-- Start of RAW DATA --

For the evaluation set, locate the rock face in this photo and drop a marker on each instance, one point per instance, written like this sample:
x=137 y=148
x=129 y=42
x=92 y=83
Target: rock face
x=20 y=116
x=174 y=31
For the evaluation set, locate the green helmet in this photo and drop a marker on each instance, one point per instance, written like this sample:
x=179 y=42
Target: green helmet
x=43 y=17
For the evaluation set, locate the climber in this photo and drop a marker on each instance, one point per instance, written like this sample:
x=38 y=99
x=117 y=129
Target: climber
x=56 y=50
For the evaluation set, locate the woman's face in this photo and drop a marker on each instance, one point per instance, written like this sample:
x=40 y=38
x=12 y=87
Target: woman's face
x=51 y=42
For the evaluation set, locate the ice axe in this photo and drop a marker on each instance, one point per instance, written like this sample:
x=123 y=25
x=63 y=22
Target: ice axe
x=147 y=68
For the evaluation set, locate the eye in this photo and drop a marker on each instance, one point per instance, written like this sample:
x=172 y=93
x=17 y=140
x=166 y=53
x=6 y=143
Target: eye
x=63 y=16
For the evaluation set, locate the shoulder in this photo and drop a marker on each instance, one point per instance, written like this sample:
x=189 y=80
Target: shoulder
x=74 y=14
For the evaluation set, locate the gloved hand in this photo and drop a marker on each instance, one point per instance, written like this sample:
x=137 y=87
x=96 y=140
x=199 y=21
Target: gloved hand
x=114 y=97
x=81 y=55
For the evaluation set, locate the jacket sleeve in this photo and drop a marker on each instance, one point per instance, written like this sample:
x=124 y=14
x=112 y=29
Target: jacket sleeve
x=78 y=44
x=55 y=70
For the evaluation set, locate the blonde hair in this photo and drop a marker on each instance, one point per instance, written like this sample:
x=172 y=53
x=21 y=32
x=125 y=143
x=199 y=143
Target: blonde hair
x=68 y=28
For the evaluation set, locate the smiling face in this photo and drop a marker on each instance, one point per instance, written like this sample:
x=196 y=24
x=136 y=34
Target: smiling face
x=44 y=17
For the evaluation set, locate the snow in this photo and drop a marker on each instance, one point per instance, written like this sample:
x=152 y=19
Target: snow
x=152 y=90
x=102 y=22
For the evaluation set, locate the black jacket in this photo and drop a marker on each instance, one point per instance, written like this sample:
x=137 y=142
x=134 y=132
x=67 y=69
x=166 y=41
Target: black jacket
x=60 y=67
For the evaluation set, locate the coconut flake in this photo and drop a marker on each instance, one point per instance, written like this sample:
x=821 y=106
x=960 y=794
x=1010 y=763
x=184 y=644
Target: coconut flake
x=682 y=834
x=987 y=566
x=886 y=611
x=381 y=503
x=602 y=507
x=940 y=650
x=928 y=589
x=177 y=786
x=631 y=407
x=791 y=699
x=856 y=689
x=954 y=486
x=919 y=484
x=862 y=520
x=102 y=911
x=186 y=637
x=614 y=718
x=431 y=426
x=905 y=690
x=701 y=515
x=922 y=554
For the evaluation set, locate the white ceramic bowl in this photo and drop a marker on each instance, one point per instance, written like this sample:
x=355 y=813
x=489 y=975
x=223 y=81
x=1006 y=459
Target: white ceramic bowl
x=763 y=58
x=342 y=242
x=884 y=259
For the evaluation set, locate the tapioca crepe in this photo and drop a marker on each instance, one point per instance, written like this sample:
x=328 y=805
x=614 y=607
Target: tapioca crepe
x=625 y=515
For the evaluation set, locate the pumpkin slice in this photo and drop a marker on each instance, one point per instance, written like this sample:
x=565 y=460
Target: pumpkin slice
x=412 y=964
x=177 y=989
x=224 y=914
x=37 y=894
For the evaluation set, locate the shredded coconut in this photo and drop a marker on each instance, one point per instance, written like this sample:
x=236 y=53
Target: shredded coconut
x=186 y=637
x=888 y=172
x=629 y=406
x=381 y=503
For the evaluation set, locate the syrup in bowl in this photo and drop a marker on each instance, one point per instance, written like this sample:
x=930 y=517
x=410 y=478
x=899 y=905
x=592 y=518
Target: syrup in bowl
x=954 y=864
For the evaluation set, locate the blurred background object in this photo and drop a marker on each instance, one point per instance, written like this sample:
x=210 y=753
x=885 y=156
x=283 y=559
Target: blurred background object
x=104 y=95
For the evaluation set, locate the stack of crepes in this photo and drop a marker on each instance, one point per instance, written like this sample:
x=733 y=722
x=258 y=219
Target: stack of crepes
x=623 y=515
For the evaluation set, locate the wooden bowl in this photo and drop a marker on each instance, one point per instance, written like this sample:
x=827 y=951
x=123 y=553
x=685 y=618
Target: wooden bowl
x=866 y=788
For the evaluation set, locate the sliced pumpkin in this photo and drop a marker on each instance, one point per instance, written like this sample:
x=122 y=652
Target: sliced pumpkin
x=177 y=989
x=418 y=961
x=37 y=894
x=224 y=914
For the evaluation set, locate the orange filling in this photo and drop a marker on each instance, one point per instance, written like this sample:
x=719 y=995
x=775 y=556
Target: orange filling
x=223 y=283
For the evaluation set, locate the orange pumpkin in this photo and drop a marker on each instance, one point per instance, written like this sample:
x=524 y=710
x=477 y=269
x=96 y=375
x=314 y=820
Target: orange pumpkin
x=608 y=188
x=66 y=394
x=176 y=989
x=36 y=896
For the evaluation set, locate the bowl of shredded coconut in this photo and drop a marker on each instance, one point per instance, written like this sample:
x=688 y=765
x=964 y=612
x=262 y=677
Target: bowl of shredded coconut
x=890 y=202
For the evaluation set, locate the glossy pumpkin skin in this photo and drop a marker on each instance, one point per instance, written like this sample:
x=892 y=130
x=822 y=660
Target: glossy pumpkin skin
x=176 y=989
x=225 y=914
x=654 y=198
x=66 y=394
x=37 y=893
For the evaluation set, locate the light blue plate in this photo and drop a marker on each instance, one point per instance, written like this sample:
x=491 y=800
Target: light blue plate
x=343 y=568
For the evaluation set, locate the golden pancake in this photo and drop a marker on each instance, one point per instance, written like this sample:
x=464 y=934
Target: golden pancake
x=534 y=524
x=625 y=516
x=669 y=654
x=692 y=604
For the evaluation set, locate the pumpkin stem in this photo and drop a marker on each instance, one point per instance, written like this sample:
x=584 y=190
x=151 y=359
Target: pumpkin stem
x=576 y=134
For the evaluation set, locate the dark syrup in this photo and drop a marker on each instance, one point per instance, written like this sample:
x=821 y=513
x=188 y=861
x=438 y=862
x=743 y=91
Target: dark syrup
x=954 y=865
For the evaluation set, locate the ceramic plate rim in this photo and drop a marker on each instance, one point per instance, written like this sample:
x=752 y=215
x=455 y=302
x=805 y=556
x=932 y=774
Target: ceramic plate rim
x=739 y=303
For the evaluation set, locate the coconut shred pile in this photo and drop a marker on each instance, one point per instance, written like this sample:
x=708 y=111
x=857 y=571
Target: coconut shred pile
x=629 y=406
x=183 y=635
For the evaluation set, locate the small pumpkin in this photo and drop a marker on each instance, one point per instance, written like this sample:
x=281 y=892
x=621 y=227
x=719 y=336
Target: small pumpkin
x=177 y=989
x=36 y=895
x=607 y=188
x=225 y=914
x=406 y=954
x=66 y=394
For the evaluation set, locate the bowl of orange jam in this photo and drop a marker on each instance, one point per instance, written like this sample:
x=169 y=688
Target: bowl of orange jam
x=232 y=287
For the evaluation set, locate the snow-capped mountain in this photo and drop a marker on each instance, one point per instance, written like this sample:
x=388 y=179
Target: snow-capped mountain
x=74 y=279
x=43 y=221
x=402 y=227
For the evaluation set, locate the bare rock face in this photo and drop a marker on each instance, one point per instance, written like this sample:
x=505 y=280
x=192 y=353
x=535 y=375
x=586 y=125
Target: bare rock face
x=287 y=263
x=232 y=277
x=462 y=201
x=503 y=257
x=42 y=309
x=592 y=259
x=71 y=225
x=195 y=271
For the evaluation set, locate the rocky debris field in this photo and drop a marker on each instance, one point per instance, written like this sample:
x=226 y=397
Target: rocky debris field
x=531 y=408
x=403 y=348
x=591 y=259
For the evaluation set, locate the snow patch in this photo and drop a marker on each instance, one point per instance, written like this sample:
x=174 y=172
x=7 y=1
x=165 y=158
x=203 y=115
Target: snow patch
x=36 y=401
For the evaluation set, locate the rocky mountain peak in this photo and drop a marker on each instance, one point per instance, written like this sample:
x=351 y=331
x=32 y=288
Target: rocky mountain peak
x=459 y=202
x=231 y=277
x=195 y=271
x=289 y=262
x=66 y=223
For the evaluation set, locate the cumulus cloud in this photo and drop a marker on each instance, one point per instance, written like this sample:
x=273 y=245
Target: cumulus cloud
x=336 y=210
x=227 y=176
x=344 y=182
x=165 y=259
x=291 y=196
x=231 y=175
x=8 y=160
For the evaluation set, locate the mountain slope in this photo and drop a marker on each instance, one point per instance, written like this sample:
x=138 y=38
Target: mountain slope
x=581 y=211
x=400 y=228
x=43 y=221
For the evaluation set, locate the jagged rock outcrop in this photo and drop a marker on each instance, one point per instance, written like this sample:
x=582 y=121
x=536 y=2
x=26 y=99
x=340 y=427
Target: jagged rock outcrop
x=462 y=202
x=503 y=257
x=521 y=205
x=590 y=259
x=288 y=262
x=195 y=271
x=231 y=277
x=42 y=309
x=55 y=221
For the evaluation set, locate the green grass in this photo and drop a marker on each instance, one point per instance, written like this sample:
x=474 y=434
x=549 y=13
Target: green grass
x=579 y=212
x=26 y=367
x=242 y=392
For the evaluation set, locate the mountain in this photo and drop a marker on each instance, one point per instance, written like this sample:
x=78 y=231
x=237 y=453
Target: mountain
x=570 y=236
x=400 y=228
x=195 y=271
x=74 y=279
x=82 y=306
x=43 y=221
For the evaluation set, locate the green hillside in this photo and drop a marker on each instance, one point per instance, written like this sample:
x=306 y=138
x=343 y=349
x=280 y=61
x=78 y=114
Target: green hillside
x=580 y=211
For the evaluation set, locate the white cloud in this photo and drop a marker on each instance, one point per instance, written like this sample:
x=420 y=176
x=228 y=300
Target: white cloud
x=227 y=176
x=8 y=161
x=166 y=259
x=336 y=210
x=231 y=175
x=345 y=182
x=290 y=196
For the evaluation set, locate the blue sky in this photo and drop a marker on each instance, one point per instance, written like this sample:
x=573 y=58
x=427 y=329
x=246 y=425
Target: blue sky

-- End of RAW DATA --

→ INSTRUCTIONS FOR THE TASK: Reproduce the items above verbatim, beginning with the line that contains "For the evaluation set, locate the blonde" and ending after the line that contains "x=625 y=515".

→ COMPLETE RESPONSE:
For the evaluation set, locate the blonde hair in this photo and drop a marker on each instance, one point per instance, written like this sample:
x=172 y=53
x=21 y=32
x=125 y=143
x=199 y=143
Target: blonde hair
x=68 y=28
For the evaluation set, locate the smiling face in this photo and drop a marker on each instance, one point per instance, written like this sample:
x=196 y=24
x=136 y=34
Target: smiling face
x=44 y=17
For the evaluation set, locate the snow in this photo and drop a marker on each instance, one point per instance, written like this sample:
x=152 y=19
Target: snow
x=152 y=90
x=102 y=22
For the evaluation set, locate the black jacket in this photo and drop a marker on each instance, one point per instance, written like this sample:
x=137 y=142
x=134 y=132
x=67 y=69
x=166 y=41
Target: black jacket
x=60 y=67
For the evaluation set, locate the coconut flake in this photo and drop a marker on each instance, one point per instance, written like this sample:
x=821 y=106
x=960 y=794
x=1010 y=763
x=184 y=644
Target: coconut flake
x=682 y=834
x=987 y=566
x=886 y=611
x=381 y=503
x=602 y=507
x=940 y=650
x=928 y=589
x=177 y=786
x=631 y=407
x=791 y=699
x=856 y=689
x=954 y=486
x=919 y=484
x=862 y=520
x=102 y=911
x=186 y=637
x=614 y=718
x=431 y=426
x=905 y=690
x=701 y=515
x=922 y=554
For the evaluation set, locate the white ceramic bowl in this photo and drop a marker on each instance, one point per instance, written like this sample:
x=355 y=813
x=489 y=975
x=223 y=81
x=1006 y=459
Target: white ceramic bowl
x=763 y=58
x=342 y=242
x=884 y=259
For the evaluation set, locate the tapioca crepe in this photo and drop a marker on each instance, one point per instance, written like this sample:
x=328 y=805
x=614 y=607
Target: tapioca crepe
x=625 y=515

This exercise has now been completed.